Point localization data:

┄┄┄┄┄┄┄┄┄┄┄┄┄┄┄┄┄┄┄┄

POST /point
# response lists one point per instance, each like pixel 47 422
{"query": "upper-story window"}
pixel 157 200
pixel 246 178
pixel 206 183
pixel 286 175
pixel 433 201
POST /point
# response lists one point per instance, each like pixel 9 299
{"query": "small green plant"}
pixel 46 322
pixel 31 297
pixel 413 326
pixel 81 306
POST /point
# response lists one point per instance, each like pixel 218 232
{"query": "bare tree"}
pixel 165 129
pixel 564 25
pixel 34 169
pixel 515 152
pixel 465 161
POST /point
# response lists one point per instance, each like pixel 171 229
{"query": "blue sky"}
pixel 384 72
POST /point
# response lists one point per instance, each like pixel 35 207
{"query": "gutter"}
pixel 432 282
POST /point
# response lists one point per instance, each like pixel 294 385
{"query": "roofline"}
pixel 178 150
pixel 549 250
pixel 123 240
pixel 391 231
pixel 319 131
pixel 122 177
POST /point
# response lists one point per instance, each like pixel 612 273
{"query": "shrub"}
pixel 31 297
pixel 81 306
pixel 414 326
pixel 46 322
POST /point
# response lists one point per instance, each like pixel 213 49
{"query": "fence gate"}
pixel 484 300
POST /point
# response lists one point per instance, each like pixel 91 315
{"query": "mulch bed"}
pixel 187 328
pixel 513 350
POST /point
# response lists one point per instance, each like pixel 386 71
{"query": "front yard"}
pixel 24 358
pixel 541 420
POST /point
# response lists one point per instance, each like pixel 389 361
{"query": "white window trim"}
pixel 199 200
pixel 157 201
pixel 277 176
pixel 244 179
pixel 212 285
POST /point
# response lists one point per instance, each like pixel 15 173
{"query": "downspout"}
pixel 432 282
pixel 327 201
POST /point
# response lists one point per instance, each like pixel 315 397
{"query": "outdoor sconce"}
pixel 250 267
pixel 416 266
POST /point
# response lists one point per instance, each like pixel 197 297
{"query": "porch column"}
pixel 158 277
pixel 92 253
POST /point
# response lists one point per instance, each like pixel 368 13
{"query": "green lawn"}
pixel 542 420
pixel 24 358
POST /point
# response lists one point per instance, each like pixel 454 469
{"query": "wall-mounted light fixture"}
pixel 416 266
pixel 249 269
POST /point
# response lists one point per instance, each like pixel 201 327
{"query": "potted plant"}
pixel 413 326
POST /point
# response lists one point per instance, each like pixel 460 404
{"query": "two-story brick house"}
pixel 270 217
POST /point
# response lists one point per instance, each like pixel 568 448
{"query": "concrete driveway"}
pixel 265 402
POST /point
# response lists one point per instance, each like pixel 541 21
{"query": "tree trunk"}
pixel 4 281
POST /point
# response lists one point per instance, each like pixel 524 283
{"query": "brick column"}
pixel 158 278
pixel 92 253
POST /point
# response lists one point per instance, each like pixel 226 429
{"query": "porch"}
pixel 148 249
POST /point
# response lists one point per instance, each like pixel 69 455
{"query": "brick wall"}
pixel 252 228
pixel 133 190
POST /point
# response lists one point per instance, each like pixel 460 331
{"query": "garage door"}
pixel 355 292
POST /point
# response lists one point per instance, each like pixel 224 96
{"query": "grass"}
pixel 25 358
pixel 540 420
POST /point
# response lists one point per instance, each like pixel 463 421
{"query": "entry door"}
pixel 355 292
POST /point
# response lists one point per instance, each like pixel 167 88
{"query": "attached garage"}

┄┄┄┄┄┄┄┄┄┄┄┄┄┄┄┄┄┄┄┄

Work to be completed:
Using the data above, restate every record word for word.

The answer:
POST /point
# response lists one point per instance, each like pixel 47 422
{"query": "upper-story window"}
pixel 157 200
pixel 246 178
pixel 206 183
pixel 286 175
pixel 433 201
POST /point
# response lists one point per instance, each like pixel 9 299
{"query": "small green plant"}
pixel 46 322
pixel 31 297
pixel 413 326
pixel 81 306
POST /point
# response lists one point per instance, each like pixel 218 232
{"query": "bare tree"}
pixel 165 129
pixel 564 25
pixel 34 169
pixel 515 152
pixel 465 161
POST /point
# response lists one point per instance, each like pixel 171 229
{"query": "blue sky"}
pixel 384 72
POST /point
# response lists one point per instance, each like pixel 35 207
{"query": "gutter"}
pixel 432 282
POST /point
# response lists one point per instance, each like pixel 294 385
{"query": "roofline"}
pixel 178 150
pixel 549 250
pixel 123 240
pixel 391 231
pixel 319 131
pixel 122 177
POST /point
# response lists one point per instance, each like pixel 612 273
{"query": "shrub"}
pixel 31 297
pixel 81 306
pixel 414 326
pixel 46 322
POST /point
# response lists one point per instance, each like pixel 213 49
{"query": "fence gate"}
pixel 484 300
POST /point
# response lists one point per instance, each like pixel 91 315
{"query": "mulch bed"}
pixel 187 328
pixel 513 350
POST /point
# response lists one point per instance, each like pixel 386 71
{"query": "front yard"}
pixel 24 358
pixel 541 420
POST /point
# response lists one point per instance, each like pixel 389 361
{"query": "white window trim"}
pixel 199 200
pixel 157 201
pixel 277 176
pixel 244 179
pixel 212 285
POST /point
# response lists one point per instance, each like pixel 15 173
{"query": "downspout"}
pixel 432 282
pixel 327 201
POST /point
# response lists one point per instance, each like pixel 315 397
{"query": "outdoor sconce"}
pixel 250 267
pixel 416 266
POST /point
# response lists one point per instance, each like pixel 197 297
{"query": "porch column"}
pixel 158 277
pixel 92 253
POST /point
# response lists one point per instance, each like pixel 368 13
{"query": "green lawn"}
pixel 542 420
pixel 24 358
POST /point
# response lists one point per instance, each like pixel 454 469
{"query": "wall-mounted light fixture"}
pixel 416 266
pixel 249 269
POST /point
# response lists one point per instance, each like pixel 201 327
{"query": "potted plant"}
pixel 413 326
POST /point
# response lists one point per instance, each like pixel 460 404
{"query": "two-story brick house"}
pixel 270 217
POST /point
# response lists one point per instance, each like pixel 568 448
{"query": "concrete driveway"}
pixel 265 402
POST /point
# response lists one point per instance, each like pixel 541 21
{"query": "tree trunk"}
pixel 4 281
POST /point
# response lists one point per instance, each like pixel 524 283
{"query": "brick column"}
pixel 158 278
pixel 92 253
POST /point
# response lists one point per instance, each like pixel 226 429
{"query": "porch"}
pixel 148 249
POST /point
# response lists one point per instance, each like pixel 69 455
{"query": "brick wall"}
pixel 252 228
pixel 133 190
POST /point
# response lists one point per instance, each like pixel 460 331
{"query": "garage door"}
pixel 355 292
POST /point
# response lists one point per instance, each like pixel 224 96
{"query": "grass"}
pixel 25 358
pixel 540 420
POST /point
# response lists one point per instance, each like pixel 463 421
{"query": "entry door"}
pixel 355 292
POST /point
# response lists one point per instance, each like pixel 167 88
{"query": "attached garage"}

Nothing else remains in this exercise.